(Provided text)
-- Opening Marker --

Next for Flores and the rest of the PHASA group came a failed attempt at passing the bill, a two-year wait for the next legislative session, mountains of research, and testimony from many experts. One of them was Chief of Police Ken Ball from Holley, Georgia, where police carry Narcan, funded by traffic tickets, and the department educates law officers, first responders, high school students and prom chaperones in its use.

The second time around, in 2015, SB 459 passed, making it so that a drug user could call 911 in an emergency and avoid arrest. According to the PHASA members, it’s a positive step in policy direction that allows more naloxone to get to more places where overdoses are likely to occur—and save more lives.

What’s next for naloxone?

Currently, naloxone is legally available through Northern Nevada HOPES and can be prescribed by doctors. A letter sent from state health officials to health-care providers in January to explain the new law reads, “One important component of the legislation allows first responders, family members, and friends the ability to obtain and administer naloxone …”

-- Closing Marker --

(Records supplied)
-- Opening Marker --

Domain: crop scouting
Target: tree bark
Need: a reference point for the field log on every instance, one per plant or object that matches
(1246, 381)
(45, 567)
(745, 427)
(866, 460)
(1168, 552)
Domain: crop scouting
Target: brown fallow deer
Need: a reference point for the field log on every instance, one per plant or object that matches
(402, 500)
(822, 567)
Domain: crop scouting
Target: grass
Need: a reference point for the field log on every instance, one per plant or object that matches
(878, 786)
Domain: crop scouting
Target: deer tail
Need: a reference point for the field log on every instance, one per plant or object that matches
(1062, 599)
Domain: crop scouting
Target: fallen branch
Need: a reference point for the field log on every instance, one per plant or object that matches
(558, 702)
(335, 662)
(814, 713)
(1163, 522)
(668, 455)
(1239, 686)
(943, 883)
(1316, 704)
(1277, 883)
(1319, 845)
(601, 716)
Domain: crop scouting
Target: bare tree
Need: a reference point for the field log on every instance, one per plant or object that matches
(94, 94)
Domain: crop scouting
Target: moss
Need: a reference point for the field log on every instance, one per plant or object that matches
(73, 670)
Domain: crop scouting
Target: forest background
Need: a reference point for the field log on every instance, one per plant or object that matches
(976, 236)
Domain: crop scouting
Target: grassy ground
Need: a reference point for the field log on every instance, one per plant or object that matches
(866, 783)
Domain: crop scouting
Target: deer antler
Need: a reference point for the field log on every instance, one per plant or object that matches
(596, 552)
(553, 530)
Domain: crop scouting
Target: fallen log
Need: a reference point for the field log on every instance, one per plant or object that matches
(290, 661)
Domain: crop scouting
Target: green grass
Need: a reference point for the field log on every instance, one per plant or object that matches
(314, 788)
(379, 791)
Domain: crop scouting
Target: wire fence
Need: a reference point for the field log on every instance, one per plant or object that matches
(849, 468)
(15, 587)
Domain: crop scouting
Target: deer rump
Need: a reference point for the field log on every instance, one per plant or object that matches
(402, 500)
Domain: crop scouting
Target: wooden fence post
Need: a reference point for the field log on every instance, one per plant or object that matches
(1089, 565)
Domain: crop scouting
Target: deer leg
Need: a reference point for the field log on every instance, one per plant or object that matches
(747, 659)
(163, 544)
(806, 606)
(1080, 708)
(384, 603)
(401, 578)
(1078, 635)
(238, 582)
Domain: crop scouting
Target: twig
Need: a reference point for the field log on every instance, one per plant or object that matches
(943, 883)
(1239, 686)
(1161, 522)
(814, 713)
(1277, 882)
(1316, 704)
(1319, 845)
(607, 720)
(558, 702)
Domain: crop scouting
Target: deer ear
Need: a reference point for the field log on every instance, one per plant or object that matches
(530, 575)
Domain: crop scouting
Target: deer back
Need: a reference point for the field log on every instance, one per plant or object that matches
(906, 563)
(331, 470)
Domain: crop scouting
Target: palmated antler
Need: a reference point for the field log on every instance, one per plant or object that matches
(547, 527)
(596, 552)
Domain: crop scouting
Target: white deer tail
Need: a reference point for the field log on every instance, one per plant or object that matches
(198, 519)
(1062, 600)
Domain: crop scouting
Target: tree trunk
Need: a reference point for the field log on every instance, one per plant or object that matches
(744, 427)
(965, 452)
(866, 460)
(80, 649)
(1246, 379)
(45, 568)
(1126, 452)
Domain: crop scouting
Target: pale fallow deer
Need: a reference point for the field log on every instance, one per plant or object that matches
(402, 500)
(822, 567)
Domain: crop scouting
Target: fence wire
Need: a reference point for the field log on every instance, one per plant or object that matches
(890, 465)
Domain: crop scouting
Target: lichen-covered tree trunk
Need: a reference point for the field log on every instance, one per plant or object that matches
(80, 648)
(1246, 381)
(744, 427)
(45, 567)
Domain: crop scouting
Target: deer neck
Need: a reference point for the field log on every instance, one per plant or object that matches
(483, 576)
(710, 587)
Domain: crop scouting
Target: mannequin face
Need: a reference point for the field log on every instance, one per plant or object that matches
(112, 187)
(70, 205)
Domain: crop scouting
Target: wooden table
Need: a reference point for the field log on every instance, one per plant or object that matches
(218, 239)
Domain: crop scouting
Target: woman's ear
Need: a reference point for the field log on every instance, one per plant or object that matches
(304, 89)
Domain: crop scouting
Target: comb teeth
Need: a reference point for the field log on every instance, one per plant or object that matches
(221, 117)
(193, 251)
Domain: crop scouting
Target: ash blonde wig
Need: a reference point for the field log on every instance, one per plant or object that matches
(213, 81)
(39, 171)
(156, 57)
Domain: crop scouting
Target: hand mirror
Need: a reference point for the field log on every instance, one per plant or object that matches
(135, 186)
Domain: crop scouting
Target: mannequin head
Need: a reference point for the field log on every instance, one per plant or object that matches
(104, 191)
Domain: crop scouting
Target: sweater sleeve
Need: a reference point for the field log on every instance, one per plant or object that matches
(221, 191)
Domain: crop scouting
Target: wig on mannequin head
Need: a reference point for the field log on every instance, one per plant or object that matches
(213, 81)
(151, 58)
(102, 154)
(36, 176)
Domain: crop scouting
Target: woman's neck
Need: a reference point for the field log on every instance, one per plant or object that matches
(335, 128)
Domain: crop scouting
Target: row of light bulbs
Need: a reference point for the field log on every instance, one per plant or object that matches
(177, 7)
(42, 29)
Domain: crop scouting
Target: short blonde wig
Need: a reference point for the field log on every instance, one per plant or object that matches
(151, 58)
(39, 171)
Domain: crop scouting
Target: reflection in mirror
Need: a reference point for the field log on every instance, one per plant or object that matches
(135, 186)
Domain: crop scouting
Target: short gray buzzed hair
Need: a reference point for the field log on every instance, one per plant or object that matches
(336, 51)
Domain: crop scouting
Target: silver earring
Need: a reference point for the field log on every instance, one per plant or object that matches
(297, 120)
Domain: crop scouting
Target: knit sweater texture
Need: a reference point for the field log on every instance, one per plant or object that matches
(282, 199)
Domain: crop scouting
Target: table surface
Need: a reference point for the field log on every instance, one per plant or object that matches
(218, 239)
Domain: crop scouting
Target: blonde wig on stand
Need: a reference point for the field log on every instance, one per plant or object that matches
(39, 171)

-- Closing Marker --

(Task prompt) Copy the part of the naloxone law text that begins with "The second time" and ends with "next for naloxone?", changing "drug user" to "person". Work only from the text about the naloxone law.

(Reply)
The second time around, in 2015, SB 459 passed, making it so that a person could call 911 in an emergency and avoid arrest. According to the PHASA members, it’s a positive step in policy direction that allows more naloxone to get to more places where overdoses are likely to occur—and save more lives.

What’s next for naloxone?